:: WHAT IS REQUIRED ::
Every line below between the one holding "Locate the white throat" and the one holding "Locate the white eyebrow", inclusive, should be copied exactly, and no other line.

:: DATA SUPPLIED ::
———

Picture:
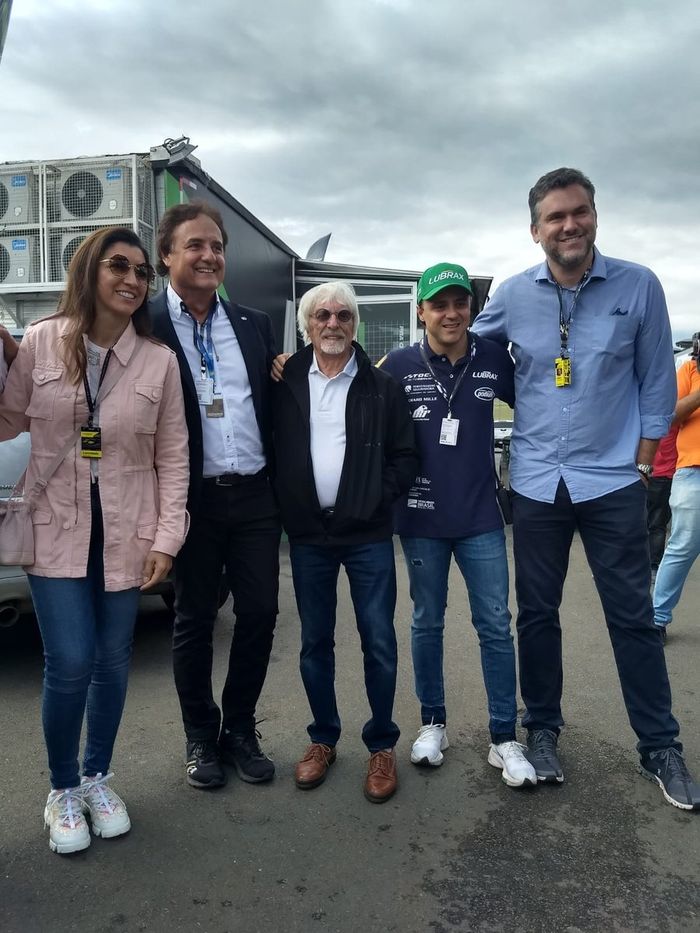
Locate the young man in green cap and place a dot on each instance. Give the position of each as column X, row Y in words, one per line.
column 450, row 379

———

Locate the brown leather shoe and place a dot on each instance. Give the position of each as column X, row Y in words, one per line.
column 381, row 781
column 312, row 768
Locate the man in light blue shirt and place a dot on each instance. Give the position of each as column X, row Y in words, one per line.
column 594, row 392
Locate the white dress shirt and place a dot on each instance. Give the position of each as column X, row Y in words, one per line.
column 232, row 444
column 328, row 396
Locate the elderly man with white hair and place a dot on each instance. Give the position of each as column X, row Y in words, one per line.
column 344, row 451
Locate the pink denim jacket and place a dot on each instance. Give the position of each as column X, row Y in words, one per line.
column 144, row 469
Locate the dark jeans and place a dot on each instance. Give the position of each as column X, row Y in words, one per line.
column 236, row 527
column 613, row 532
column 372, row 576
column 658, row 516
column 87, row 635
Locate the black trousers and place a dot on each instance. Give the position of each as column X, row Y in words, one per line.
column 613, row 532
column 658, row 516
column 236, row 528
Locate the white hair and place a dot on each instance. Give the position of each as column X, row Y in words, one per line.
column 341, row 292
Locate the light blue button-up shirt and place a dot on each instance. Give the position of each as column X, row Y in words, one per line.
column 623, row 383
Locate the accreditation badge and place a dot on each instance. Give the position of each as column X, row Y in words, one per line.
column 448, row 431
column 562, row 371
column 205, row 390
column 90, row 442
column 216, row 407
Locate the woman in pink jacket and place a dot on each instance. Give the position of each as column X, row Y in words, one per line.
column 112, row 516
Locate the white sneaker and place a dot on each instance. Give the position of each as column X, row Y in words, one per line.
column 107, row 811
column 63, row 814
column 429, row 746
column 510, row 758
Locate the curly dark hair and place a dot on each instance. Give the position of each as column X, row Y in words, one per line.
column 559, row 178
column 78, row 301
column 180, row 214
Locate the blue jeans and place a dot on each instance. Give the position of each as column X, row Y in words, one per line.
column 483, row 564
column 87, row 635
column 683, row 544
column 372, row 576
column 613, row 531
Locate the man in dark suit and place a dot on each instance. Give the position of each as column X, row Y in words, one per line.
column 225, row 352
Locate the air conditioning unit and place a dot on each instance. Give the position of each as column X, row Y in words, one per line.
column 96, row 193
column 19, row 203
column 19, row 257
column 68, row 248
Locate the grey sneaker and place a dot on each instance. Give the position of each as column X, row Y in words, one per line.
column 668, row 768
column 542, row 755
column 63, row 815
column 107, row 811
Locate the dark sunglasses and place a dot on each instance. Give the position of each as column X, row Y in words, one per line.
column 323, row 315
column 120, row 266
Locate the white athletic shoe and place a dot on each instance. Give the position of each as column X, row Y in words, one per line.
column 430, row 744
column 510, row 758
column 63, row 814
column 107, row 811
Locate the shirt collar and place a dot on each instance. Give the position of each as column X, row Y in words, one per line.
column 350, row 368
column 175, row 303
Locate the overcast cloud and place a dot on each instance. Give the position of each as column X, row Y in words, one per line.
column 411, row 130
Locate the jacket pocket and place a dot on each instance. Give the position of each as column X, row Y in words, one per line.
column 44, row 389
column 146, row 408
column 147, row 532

———

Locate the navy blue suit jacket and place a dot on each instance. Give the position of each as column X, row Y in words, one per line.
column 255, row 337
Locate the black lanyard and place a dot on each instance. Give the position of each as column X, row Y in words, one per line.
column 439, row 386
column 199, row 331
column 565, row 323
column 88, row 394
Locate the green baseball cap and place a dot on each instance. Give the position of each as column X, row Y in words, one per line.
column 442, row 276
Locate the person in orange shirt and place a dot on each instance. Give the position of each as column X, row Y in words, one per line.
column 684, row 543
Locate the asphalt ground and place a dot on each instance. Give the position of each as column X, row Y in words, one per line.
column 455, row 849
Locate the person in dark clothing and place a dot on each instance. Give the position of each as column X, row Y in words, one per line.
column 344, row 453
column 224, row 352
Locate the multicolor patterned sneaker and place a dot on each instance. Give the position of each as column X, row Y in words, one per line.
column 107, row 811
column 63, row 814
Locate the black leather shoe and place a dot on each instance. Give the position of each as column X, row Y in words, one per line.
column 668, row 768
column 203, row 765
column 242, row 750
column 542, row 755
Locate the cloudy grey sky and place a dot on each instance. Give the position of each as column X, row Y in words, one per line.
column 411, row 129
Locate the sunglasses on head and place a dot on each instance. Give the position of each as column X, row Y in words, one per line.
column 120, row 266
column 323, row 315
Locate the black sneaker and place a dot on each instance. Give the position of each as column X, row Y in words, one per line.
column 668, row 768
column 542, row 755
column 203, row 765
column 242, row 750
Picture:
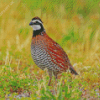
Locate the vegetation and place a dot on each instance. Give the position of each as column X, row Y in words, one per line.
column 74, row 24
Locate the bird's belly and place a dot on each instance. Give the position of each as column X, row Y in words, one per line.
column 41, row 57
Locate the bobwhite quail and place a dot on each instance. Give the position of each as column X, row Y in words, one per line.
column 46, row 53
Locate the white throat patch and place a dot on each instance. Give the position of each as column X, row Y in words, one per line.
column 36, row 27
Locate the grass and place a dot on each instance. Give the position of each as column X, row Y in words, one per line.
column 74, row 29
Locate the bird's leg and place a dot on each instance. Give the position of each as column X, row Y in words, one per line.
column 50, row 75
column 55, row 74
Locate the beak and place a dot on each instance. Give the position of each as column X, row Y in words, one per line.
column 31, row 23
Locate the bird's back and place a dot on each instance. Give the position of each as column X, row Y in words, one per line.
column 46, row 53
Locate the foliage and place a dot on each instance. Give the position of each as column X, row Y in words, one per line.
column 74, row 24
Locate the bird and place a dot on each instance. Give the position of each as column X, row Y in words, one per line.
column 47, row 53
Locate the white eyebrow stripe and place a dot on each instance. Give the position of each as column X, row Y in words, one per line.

———

:: ANSWER SECTION ::
Locate the white throat patch and place a dot on each instance. Give the position of each as column X, row Y in words, one per line.
column 36, row 27
Locate the grass and place a dot on each instance. Give the position of each as column X, row Y in words, one per line.
column 74, row 29
Locate the bird's leg and place a dot on each instance. Give the position of each as column X, row Y in words, one per line.
column 50, row 75
column 55, row 74
Locate the beak and place a dot on each instance. Give the position of each as column X, row Y in words, one per line.
column 31, row 23
Locate the bird's back and place a dot on each instance. Give the position of each as column X, row Y in words, one per line.
column 46, row 53
Locate the foliage and place a dot on each instance. Give the position of each as column X, row Y in words, one per line.
column 74, row 24
Locate the bird and place a dot on each instance. Give the position of each as column X, row Y in words, one per line.
column 47, row 53
Locate the white eyebrow stripe and place a dot on each instance. Give the position of each as column X, row Y in words, one per line.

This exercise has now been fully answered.